=== 文献段落 ===
┌────────
说到臣下,儒生出身的臣下尤其值得注意。其他人主要通过行动参与对关系宠的争夺,儒臣则身心兼具,行为之外,亦借助言辞投身其中。

以往研究中,常常会将行为(实践)与言说(表达)分别对待,前者划归一般历史学,后者成为思想史的禁脔。古人言行往往相互联系,尤其对于长期掌握言说霸权的儒臣,君臣关系上亦是如此。将言说置入语境,才能更恰当地认识其言;对照其行,才能更准确地理解其意。

翻检文献,不难看到许多大臣(几乎都是儒生背景)著书立说,以及上奏或封事,利用各种机会与方式,对于皇帝应该亲近哪些人、不该亲近哪些人发表意见、施加影响。其中,抽象阐述原则者少,多半是针对现实中的情况有感而发。所言是在规劝皇帝,更是企望由言而行,影响皇帝亲信的任用,实际亦是在争夺亲信位置。

目前所见较早的是高祖时的陆贾。他在《新语·资质》中举出前代若干事例后,对知贤任贤与佞幸之间的关系发表了高论,将不知贤归罪于“观听之臣不明于下”,导致人君获“闭塞之讥”,结果是“忠贤之士弃于野”“佞臣之党存于朝”“下不忠于君,……上不明于下,……是故天下所以倾覆也”(下114),将重用忠贤与佞幸看作势不两立,不可替代,且置于关乎天下存亡的高度。
└────────
=== 数据节选 ===
┌────────
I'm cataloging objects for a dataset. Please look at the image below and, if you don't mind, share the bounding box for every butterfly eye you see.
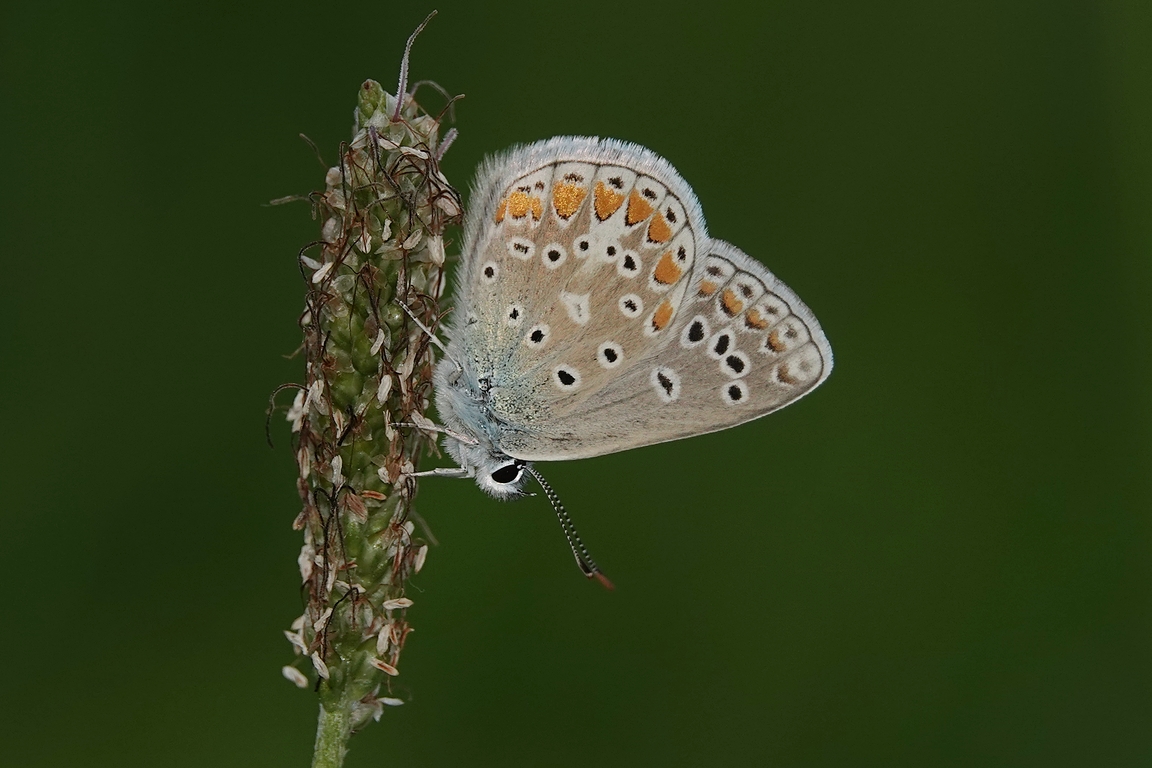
[492,464,523,484]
└────────
=== 练习要求 ===
A: 根据这段关于儒臣的文字回答下列问题:
(i) 以往研究中,行为与言说分别被划归什么领域?
(ii) 文中所说目前所见较早的是什么时期的哪一位人物?
(iii) 在《新语·资质》中,此人将不知贤归罪于什么?
B: 从这段关于儒臣的文字的最后一句之后续写下去。
以上材料与这段关于儒臣的文字并无关联。

=== 逐题答案 ===
A:
(i) 行为划归一般历史学,言说成为思想史的禁脔。
(ii) 高祖时的陆贾。
(iii) 归罪于"观听之臣不明于下"。

B:
贾谊则将王者官人区分为:师、友、大臣、左右、侍御、厮役六种,概括了六者各自的特点,差别不在于职位高下与出身贵贱,而是对人君的态度与行为取向,如“知足以谋国事,行足以为民率,仁足以合上下之欢;国有法则退而守之,君有难则进而死之;职之所守,君不得以阿私托者,大臣也”“柔色伛偻,唯谀之行,唯言之听,以睚眦之间事君者,厮役也”。与不同的官人为伍,结局大不相同:“与师为国者帝,与友为国者王,与大臣为国者伯,与左右为国者强,与侍御为国者若存若亡,与厮役为国者亡可立待也”[1],同样将人君选择亲近与国家前途命运捆绑在一起。这些言论尚较朴素,没有和阴阳五行灾异说相结合。随着儒生逐渐跻身朝廷高位,宣帝以后结合了灾异论的新版言论开始登上舆论舞台。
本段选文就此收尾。